- [PROBLEM DETAILS]: Drop every picture, then transcribe the remaining data exactly.

Data records:
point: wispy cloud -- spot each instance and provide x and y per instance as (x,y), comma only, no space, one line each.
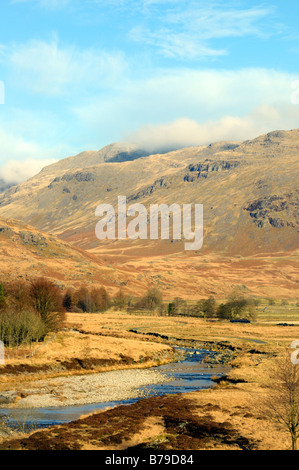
(52,69)
(187,132)
(187,29)
(50,4)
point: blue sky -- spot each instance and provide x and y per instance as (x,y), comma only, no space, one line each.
(81,74)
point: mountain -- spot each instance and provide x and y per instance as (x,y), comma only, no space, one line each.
(248,191)
(4,186)
(26,253)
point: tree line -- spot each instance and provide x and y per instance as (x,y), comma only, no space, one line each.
(30,310)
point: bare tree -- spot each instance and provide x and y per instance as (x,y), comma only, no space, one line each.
(282,402)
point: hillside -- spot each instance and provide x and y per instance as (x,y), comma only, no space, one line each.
(26,253)
(251,220)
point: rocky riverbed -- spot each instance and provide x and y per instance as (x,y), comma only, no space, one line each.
(81,389)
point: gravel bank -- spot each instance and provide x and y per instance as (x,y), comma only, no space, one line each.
(84,389)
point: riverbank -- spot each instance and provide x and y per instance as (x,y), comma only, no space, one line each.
(224,417)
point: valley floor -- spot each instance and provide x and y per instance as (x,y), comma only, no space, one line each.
(227,416)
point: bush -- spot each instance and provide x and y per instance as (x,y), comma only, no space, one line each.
(68,302)
(2,297)
(93,300)
(18,296)
(206,308)
(47,302)
(152,299)
(237,308)
(18,328)
(178,307)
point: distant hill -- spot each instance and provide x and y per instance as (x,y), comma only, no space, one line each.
(249,191)
(26,253)
(4,186)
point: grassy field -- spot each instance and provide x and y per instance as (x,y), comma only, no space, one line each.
(224,417)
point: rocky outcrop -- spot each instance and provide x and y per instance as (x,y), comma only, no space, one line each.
(203,170)
(277,211)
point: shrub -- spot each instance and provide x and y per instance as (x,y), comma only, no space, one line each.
(47,302)
(206,308)
(2,297)
(177,307)
(93,300)
(68,302)
(18,328)
(237,308)
(18,295)
(152,299)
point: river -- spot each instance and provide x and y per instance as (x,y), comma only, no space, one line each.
(188,375)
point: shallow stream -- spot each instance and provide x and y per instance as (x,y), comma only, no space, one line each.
(188,375)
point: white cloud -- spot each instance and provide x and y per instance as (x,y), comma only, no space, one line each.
(51,69)
(51,4)
(186,132)
(18,171)
(24,158)
(202,96)
(186,29)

- [RESPONSE TO THIS EXERCISE]:
point: wispy cloud -- spot each instance and provide x and y per instance as (x,y), comma only, no space, one line each.
(52,69)
(187,132)
(187,29)
(50,4)
point: blue sky -- spot each instance and provide x and y per instance as (x,y), comma only, no space, one line each.
(81,74)
point: mountain -- spot each instance and provide x and y per instance as (x,y), comma only, no space, one line each.
(248,191)
(4,186)
(26,253)
point: tree line -- spot each instance and provide x and y per instance as (x,y), comma only, no space, one line each.
(30,310)
point: bare tree -- spot each instance and provide x and y per instance as (x,y), comma only, no space, one line each.
(282,402)
point: hillside -- spot each instance and provide x and y per instance as (x,y), comma only, no space, one line each.
(26,253)
(251,220)
point: rocky riverbed -- spot each instance and provide x and y per instance as (x,y), comma only, no space, one line each.
(81,389)
point: gravel bank -- spot each instance and provide x and y per instance as (x,y), comma only, no space, one line each.
(84,389)
point: riverbank -- spot each instance and provide x and y per instance as (x,y), comma only, no space, one line each.
(224,417)
point: valley floor -- spot each instance and provide x and y per instance as (x,y), comma only, no space, one line each.
(227,416)
point: bush -- spot each instance and provide x and y per instance as (x,y), comma only, no space, one line each.
(68,302)
(2,297)
(93,300)
(18,296)
(206,308)
(47,302)
(152,299)
(237,308)
(18,328)
(178,307)
point: distant hill -- spot each instance and provide x and y per instance as (x,y), comma only, no space, one line each.
(249,191)
(26,253)
(4,186)
point: grassy field -- spot each instance and provide x and y per instance as (x,y), comma only, no space, one line each.
(224,417)
point: rocky outcrop -- spot each instance and provide x and y per instance as (x,y), comma only, no space, one line each.
(203,170)
(277,211)
point: shrub -- spot each instance and provide x and y per instance as (x,y), comma only, no space, one line each.
(47,302)
(206,308)
(2,297)
(177,307)
(93,300)
(68,302)
(18,328)
(237,308)
(18,295)
(152,299)
point: river -- spot each instance and provide x and y per instance as (x,y), comma only, no space, one line each.
(188,375)
point: shallow stream -- spot each instance and provide x and y per instance as (x,y), comma only, no space, one line each.
(188,375)
point: white cloud -- spot each instance and provide x and y per instance as (x,y), comma only, no space, one line each.
(51,69)
(51,4)
(186,132)
(18,171)
(24,158)
(202,96)
(186,29)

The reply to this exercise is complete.